Items:
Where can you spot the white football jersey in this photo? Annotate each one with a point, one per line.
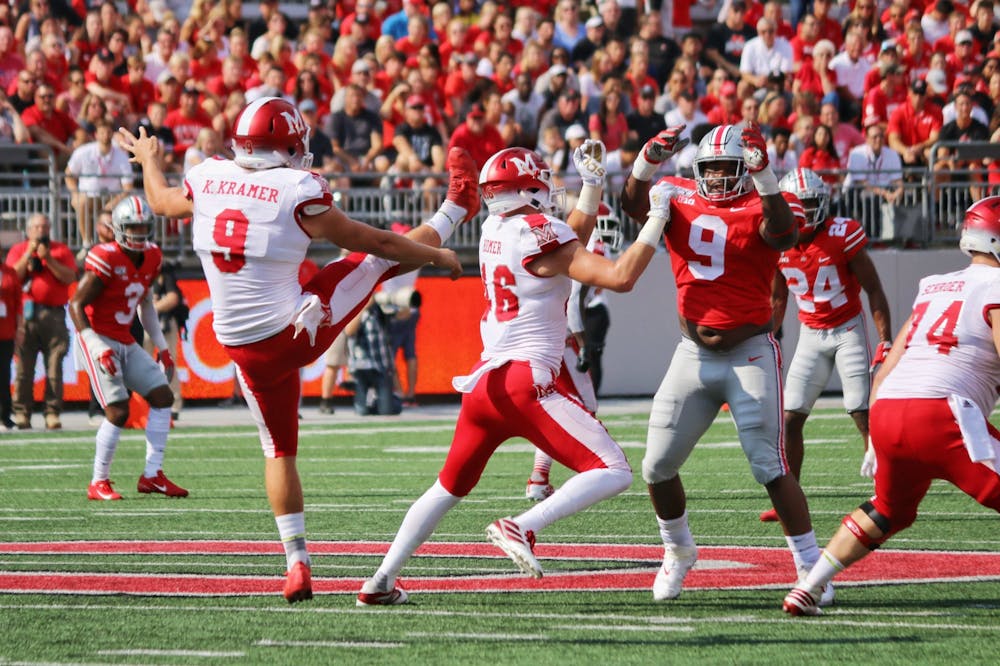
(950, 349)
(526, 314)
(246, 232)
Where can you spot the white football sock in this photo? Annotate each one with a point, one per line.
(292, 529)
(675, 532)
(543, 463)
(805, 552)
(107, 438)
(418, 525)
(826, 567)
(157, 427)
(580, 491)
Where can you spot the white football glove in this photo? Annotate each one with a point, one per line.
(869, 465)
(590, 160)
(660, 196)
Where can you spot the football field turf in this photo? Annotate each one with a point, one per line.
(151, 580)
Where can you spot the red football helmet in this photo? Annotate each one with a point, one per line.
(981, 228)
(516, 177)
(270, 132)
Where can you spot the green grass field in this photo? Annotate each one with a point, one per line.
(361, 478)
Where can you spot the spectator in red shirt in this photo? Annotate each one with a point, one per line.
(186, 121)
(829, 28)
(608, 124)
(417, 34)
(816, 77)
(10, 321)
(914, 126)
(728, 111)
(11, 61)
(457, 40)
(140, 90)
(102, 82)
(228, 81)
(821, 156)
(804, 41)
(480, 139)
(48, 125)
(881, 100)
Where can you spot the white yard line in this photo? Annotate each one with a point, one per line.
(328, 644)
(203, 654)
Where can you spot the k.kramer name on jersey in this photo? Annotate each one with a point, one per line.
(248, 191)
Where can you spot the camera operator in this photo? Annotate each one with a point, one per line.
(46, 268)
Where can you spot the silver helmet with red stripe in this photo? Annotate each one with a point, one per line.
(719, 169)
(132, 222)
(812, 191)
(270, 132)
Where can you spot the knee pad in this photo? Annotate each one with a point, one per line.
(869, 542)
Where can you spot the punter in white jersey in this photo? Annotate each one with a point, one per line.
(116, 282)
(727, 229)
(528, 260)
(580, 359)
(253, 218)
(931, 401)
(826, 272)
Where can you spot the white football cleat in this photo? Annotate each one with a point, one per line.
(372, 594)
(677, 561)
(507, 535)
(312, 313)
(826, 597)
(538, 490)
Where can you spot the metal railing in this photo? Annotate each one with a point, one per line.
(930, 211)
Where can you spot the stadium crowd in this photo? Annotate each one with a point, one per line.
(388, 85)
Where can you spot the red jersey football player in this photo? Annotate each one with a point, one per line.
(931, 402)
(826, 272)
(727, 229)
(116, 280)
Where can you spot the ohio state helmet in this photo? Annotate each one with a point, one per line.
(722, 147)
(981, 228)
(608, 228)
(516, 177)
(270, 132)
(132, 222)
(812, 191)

...

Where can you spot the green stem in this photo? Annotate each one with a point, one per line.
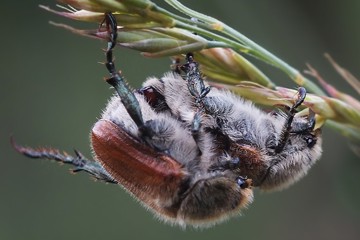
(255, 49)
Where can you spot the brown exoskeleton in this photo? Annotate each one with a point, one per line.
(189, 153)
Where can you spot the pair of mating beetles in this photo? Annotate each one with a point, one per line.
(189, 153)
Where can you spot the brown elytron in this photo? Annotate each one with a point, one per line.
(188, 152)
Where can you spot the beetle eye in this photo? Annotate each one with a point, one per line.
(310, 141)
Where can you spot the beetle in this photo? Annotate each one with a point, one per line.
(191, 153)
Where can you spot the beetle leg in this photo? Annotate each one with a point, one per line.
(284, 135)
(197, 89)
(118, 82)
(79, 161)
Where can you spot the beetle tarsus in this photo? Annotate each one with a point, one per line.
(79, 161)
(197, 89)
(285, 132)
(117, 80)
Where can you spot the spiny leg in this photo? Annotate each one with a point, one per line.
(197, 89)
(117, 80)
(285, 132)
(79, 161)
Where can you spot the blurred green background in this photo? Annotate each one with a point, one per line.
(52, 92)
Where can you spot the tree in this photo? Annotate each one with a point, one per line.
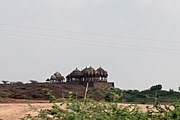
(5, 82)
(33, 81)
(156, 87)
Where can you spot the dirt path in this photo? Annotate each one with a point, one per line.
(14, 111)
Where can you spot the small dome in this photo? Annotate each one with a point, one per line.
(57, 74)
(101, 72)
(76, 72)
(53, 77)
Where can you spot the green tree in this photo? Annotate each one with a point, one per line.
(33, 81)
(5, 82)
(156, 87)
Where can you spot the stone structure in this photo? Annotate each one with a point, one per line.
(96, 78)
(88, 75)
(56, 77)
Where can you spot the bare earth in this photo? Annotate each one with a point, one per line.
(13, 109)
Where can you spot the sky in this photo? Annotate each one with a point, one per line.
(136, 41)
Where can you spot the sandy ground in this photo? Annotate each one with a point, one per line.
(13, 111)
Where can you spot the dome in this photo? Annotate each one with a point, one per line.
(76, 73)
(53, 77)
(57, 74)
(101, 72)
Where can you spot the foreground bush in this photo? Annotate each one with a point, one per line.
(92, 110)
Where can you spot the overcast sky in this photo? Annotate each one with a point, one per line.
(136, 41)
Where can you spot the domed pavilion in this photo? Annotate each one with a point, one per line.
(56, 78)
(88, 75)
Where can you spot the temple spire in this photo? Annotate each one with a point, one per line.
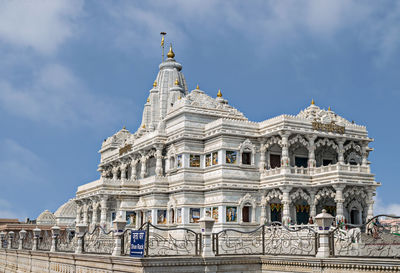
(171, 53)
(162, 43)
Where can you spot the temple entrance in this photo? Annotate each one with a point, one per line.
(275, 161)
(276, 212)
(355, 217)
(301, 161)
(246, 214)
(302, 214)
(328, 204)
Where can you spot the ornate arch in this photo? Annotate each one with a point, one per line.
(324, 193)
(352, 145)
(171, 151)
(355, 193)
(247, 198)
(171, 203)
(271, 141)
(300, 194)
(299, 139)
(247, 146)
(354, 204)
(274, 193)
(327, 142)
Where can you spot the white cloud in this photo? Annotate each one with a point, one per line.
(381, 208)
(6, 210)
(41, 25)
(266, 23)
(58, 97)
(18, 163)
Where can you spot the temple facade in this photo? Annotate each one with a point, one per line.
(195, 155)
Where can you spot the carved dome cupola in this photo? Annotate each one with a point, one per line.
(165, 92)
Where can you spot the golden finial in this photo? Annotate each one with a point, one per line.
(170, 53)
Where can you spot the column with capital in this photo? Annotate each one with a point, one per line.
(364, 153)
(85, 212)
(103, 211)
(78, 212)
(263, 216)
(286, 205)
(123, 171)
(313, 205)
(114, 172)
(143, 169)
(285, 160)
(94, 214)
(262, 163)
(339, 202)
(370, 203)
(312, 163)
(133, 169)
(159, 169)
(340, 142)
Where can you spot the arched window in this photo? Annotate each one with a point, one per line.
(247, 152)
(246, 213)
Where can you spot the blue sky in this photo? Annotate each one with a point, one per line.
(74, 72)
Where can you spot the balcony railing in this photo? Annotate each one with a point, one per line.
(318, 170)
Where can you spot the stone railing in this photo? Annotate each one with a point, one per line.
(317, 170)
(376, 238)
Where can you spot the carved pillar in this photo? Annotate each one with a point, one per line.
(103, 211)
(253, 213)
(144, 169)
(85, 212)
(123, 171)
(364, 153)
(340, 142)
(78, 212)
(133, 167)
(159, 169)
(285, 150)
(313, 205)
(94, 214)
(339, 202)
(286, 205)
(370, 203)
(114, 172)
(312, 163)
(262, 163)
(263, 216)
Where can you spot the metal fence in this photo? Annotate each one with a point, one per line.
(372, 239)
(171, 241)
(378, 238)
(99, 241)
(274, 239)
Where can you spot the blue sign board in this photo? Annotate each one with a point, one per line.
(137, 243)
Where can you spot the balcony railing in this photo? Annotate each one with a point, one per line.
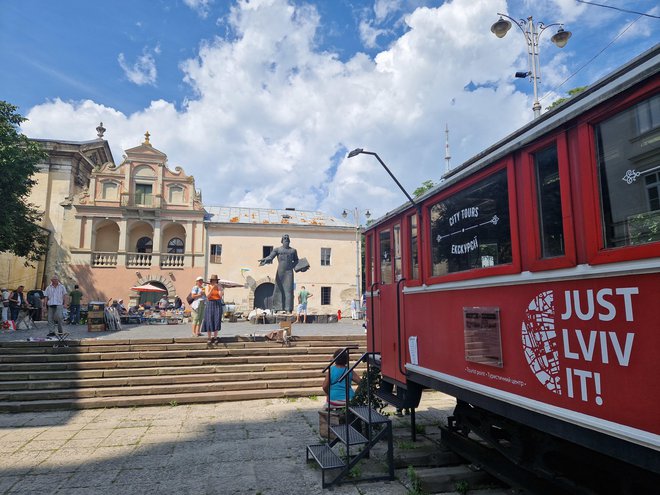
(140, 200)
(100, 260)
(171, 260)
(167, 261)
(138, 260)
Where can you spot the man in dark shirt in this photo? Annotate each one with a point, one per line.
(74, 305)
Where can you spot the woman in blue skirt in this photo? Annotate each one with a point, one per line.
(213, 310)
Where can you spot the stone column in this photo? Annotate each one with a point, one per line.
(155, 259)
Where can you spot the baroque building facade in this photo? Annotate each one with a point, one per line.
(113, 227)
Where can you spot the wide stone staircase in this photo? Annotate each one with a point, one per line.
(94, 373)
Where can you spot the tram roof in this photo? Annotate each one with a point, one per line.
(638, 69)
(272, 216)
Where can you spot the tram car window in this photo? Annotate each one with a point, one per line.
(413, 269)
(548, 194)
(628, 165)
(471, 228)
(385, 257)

--

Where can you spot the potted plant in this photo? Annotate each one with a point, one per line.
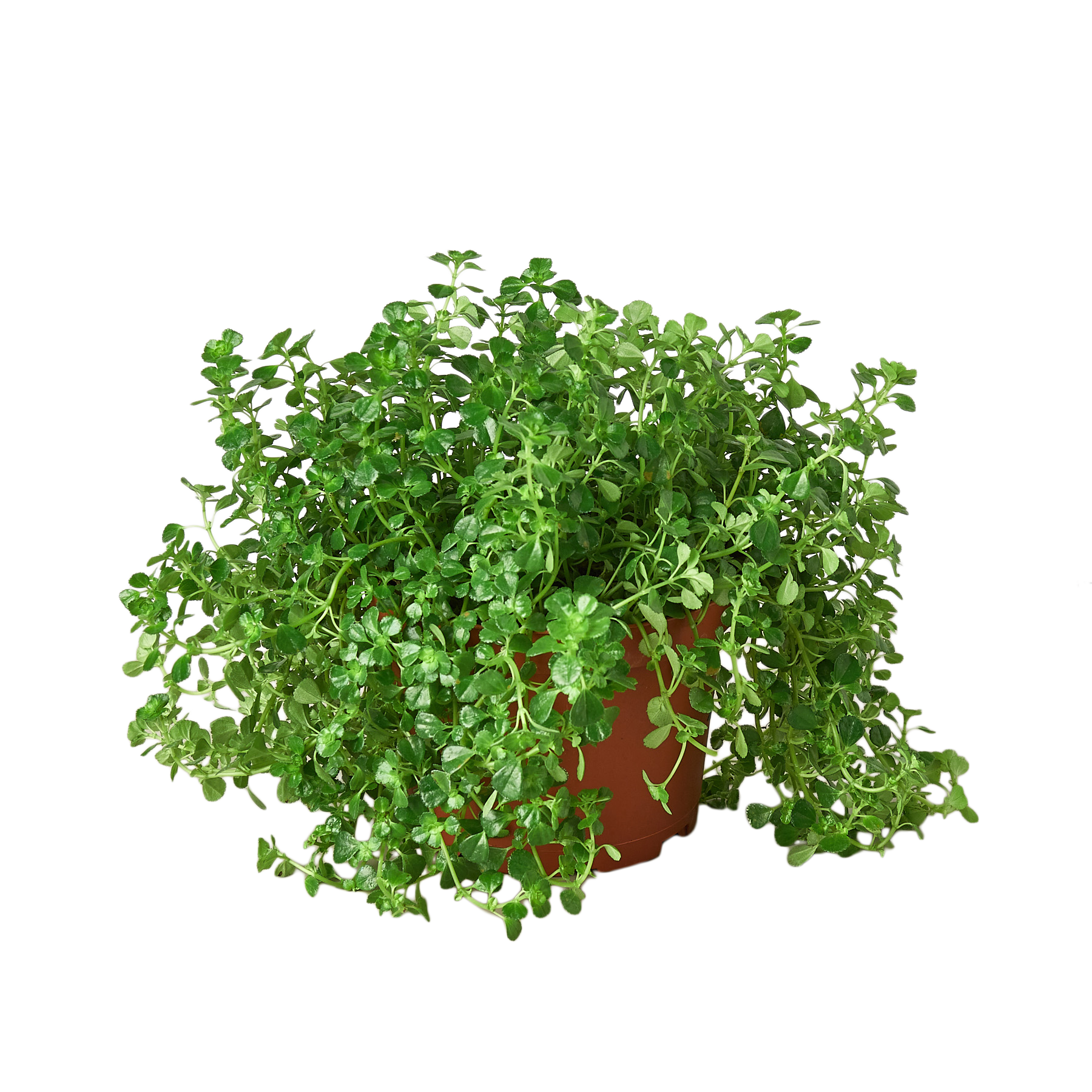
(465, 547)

Prompt: Return every line of the entries above that contains the string "jersey", matching case exactly.

Task result:
Where can you spot the white football jersey in this photo? Annotate each one with a point, one per line.
Where can you spot the k.kramer name on jersey in this photo? Annotate each one with a point, one per line.
Where can you spot the punter in white jersey in this photo? Annotate each one with a point, one per line.
Where can you spot the red jersey football player in this photo? Annotate each one with a point, one per line.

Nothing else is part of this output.